## REQUIRED WORK
A) Answer these questions from the article on Zorynsk, one per line:
(i) What total area does the article give for Zorynsk?
(ii) In which raion is Zorynsk located?
(iii) Who has controlled Zorynsk from 2014 on?
B) Write the next part of the article on Zorynsk, starting after its final sentence.

- Interactive map of Zorynsk
- Zorynsk Zorynsk
- Country: Ukraine
- Oblast: Luhansk Oblast
- Raion: Alchevsk Raion
- Hromada: Alchevsk urban hromada
- City status on: 1963

Area
- • Total: 8.68 km^{2} (3.35 sq mi)

Population (2022)
- • Total: ▼7,096

= Zorynsk =

City in Luhansk Oblast, Ukraine

Zorynsk (Зоринськ), is a city in Alchevsk urban hromada, Alchevsk Raion, Luhansk Oblast (region), Ukraine. Population: .

Zorynsk has been a city since 1963. From 2014 on, and the War in Donbas (2014–2022), Zorynsk has been controlled by the Luhansk People's Republic. Following the 2022 annexation referendums in Russian-occupied Ukraine, Russia has claimed the territory as part of their LNR / LPR.

(Region segmentation data)

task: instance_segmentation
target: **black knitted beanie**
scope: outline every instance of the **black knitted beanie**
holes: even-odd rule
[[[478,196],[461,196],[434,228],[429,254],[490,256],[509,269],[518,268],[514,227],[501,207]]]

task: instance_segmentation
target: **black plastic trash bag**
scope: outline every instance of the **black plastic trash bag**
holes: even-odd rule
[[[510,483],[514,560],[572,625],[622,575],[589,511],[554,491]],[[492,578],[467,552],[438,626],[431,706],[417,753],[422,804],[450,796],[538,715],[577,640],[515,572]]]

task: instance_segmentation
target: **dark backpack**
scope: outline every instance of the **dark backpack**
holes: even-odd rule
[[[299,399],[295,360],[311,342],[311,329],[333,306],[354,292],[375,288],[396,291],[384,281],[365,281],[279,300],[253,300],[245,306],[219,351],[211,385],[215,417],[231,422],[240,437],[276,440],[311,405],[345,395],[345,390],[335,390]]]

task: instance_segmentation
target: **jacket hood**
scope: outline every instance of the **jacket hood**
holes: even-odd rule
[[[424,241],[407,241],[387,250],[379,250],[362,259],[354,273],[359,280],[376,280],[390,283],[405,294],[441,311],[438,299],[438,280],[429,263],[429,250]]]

## EXPECTED ANSWERS
A)
(i) 8.68 km² (3.35 sq mi)
(ii) Alchevsk Raion
(iii) The Luhansk People's Republic

B)
On 12 June 2020, in accordance with the Order of the Cabinet of Ministers of Ukraine No. 717-r "On the determination of administrative centers and approval of territories of territorial communities of the Luhansk Oblast", it became part of the Alchevsk urban hromada.

On 19 July 2020, as a result of the administrative-territorial reform and liquidation of Perevalsk Raion, it became part of Alchevsk Raion.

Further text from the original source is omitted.